Es begann mit dem Sichten der Bewerbungen: Teilnehmen sollten Menschen, die „ähnlich ticken“, eine ähnliche Vision haben. Jede/jeder sollte sich mit seinen Stärken einbringen können. „Wir wollten kein „Helfersyndrom“ in der Gruppe. Es war großartig zu erleben, wie eine so heterogene Gruppe, Menschen mit und ohne Beeinträchtigung, männlich und weiblich, im Alter von 16 bis 50 Jahren, aus verschiedenen Regionen dreier verschiedener Länder, so gut zusammengewachsen ist." Dafür gab es Zeiten, um sich auszutauschen, in Diskussion zu gehen, sich kennenzulernen, Werte und Visionen zu diskutieren und das Ziel zu formulieren – auch wenn das Treffen solcher Gruppenentscheidungen sehr anspruchsvoll ist.

Sich kennenlernen

„Schon beim ersten Kennenlernen, fünf Tage bei ausgesprochenem Schlechtwetter auf der Ferienwiese in Lofer, hat sich die Gruppe zusammengefunden“, so Szabadi Heine. „Alle waren aufgeregt. Es war spannend zu sehen, wie die einzelnen Teilnehmerinnen und Teilnehmer an Probleme herangehen. Wir haben eine Höhle erforscht, zwei Rollis 480 Stufen hinauf- und hinuntergetragen, ein Floß gebaut, sind geklettert ...“

In einem zweiten Schritt im Bregenzerwald, bei traumhaften Wetter, ging es darum auszuloten, wie sich die Gruppe am Besten fortbewegen kann. Es wurde vieles ausprobiert, Abseilen in eine Schlucht – für viele absolutes Neuland –, Wandern, Radfahren, Schwimmen, Übernachtung im Freien, Aufteilen des Gepäcks, Ausdauer und Leistungsvermögen ausloten. So wurde das gemeinsame Ziele erarbeitet: Paddeln in Südschweden! „Die Grenzen sollten erweitert werden, wir wollten offen sein, in freier Natur, ein fremdes Land mit einer uns fremden Sprache erkunden.“ Auch der Besuch eines Sozialprojektes wurde geplant. Im Sommer 2016 wurde das selbstgesteckte Ziel erreicht. „Wir alle sind gewachsen und haben erlebt: Ich kann hier mittun!“ Das Erleben dieser Normalität hat vieles, was sonst mit dem Thema Beeinträchtigung verbunden ist, relativiert. Die Eltern waren oft erstaunt zu sehen: „Mein Kind kann das ja!“

Grenzen verschieben sich

Alle in der Gruppe haben ihre Grenzen verschoben: indem sie Aufgaben übernommen haben, sich in die Gruppe eingegliedert haben, beim gemeinsamen Floßbauen bei Schlechtwetter ... „Für Menschen mit Behinderung war es entlastend zu sehen: Ich bin ja gar nicht so stark behindert, ich kann vieles tun und mich einbringen! Und Menschen ohne Beeinträchtigung haben gesehen: Ich hab’ ja so was auch!“, bringt es Szabadi Heine auf den Punkt. Manch einer habe auch mit dem Schicksal gehadert: „Ja, du sitzt zwar im Rollstuhl, aber du kannst gut reden.“ – „Ja, aber dafür hast du zwei gesunde Beine und kannst über die Berge springen.“ Die Gespräche und Diskussionen führten zur Erkenntnis, dass es nicht hilfreich ist, sich mit anderen zu vergleichen, sondern dass jeder Einzelne sich andere persönliche Ziele setzen muss. Auch die, die sich nicht so sehr in organisatorische oder inhaltliche Diskussionen einbringen konnten, haben viel zum positiven Gefühl beigetragen. Zum Beispiel bei der Frage: „Was machen wir morgen?“ mit der spontanen Antwort: „Gehen wir schwimmen!“ – und alle waren happy!

• _ZUR AUFGABE_:
Wiederhole wortgetreu den Teil des Textauszugs zwischen „Es begann mit“ und „sehr anspruchsvoll ist.“, beide Stellen eingeschlossen.

• _BEREITGESTELLTE DATEN_:
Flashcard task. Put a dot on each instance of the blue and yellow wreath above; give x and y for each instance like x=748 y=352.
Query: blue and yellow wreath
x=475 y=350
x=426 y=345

• _LÖSUNG DER AUFGABE_:
Es begann mit dem Sichten der Bewerbungen: Teilnehmen sollten Menschen, die „ähnlich ticken“, eine ähnliche Vision haben. Jede/jeder sollte sich mit seinen Stärken einbringen können. „Wir wollten kein „Helfersyndrom“ in der Gruppe. Es war großartig zu erleben, wie eine so heterogene Gruppe, Menschen mit und ohne Beeinträchtigung, männlich und weiblich, im Alter von 16 bis 50 Jahren, aus verschiedenen Regionen dreier verschiedener Länder, so gut zusammengewachsen ist." Dafür gab es Zeiten, um sich auszutauschen, in Diskussion zu gehen, sich kennenzulernen, Werte und Visionen zu diskutieren und das Ziel zu formulieren – auch wenn das Treffen solcher Gruppenentscheidungen sehr anspruchsvoll ist.